Set down the records that follow exactly, every line of them.

Saved entries:
● ● ● ● ● ● ●
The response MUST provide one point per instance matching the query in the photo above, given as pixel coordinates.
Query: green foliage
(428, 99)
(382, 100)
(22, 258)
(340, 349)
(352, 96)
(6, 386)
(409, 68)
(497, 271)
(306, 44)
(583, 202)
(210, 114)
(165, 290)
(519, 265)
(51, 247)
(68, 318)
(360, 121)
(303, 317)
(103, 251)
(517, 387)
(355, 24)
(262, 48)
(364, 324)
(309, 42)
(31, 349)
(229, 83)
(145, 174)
● ● ● ● ● ● ●
## RESULT OF THE EXERCISE
The response MUST provide one point per instance matching the query in the photo above, given as pixel coordinates.
Query: green foliage
(428, 99)
(382, 100)
(22, 258)
(340, 349)
(352, 96)
(6, 386)
(409, 68)
(497, 271)
(306, 44)
(583, 202)
(210, 114)
(165, 290)
(519, 265)
(51, 247)
(68, 318)
(360, 121)
(303, 317)
(103, 251)
(517, 387)
(355, 24)
(262, 48)
(364, 324)
(309, 42)
(31, 349)
(229, 83)
(145, 174)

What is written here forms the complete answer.